### INPUT MATERIAL
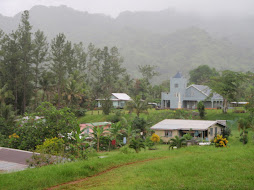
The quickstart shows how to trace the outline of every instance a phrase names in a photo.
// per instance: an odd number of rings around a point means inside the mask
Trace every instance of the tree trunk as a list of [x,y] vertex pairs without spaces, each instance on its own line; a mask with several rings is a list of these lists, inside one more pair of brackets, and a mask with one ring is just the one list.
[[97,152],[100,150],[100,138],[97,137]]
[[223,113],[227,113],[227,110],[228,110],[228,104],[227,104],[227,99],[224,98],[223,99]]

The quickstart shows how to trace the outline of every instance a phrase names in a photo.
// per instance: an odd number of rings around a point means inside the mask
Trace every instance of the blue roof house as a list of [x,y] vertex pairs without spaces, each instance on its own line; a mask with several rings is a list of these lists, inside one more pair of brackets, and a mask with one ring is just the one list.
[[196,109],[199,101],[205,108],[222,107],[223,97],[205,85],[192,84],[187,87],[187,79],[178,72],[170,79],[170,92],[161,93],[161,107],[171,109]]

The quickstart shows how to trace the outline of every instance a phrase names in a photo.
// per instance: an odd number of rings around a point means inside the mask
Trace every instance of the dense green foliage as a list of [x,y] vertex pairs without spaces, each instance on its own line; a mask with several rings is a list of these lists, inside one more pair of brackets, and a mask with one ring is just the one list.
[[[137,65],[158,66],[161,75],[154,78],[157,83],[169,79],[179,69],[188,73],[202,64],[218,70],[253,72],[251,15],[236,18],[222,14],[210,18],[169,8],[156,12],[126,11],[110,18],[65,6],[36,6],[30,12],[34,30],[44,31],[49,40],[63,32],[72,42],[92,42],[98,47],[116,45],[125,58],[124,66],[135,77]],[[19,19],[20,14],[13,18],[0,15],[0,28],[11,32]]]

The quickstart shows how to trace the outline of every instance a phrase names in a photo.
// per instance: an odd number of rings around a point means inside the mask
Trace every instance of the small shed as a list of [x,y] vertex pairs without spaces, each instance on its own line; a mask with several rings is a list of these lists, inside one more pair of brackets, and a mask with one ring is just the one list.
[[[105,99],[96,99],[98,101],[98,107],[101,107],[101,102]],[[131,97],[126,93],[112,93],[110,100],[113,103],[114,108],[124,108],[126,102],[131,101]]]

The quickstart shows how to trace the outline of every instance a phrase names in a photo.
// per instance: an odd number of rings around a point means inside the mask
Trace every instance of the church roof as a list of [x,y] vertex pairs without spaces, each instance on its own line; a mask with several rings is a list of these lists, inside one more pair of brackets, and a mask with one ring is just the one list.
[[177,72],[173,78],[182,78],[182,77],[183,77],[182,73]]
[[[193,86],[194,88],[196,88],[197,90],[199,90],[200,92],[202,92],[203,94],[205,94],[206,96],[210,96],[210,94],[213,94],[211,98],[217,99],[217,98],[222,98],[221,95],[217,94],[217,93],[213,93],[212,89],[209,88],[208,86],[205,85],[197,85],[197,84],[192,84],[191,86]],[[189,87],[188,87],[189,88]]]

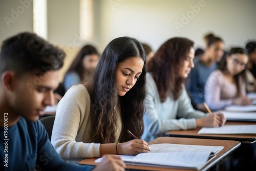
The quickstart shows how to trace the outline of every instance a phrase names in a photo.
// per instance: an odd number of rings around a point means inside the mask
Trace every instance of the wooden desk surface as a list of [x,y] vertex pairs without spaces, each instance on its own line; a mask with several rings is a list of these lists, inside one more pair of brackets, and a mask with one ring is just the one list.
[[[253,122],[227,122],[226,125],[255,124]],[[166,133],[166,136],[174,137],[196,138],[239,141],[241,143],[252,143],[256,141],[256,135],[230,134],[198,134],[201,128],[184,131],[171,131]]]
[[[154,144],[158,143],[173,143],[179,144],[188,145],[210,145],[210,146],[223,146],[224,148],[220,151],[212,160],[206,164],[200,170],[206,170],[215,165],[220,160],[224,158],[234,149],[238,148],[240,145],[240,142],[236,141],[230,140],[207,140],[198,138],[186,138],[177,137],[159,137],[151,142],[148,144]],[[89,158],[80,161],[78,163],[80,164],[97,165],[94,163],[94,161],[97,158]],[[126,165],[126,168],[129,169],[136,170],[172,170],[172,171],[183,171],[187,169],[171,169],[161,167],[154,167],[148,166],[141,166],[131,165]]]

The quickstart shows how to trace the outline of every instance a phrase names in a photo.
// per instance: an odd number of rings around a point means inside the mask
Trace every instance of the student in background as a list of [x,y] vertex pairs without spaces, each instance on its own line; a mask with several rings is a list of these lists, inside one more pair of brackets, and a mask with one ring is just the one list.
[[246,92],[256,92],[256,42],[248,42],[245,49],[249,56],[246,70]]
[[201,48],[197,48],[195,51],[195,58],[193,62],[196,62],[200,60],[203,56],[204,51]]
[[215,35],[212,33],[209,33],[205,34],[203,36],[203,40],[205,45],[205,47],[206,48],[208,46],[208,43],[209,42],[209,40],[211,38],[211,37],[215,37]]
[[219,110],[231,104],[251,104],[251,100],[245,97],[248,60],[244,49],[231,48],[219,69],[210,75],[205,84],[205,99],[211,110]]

### AIM OF THE EXERCISE
Count the lines of the records above that contain the word "tree" and give only that number.

### FINISHED TASK
1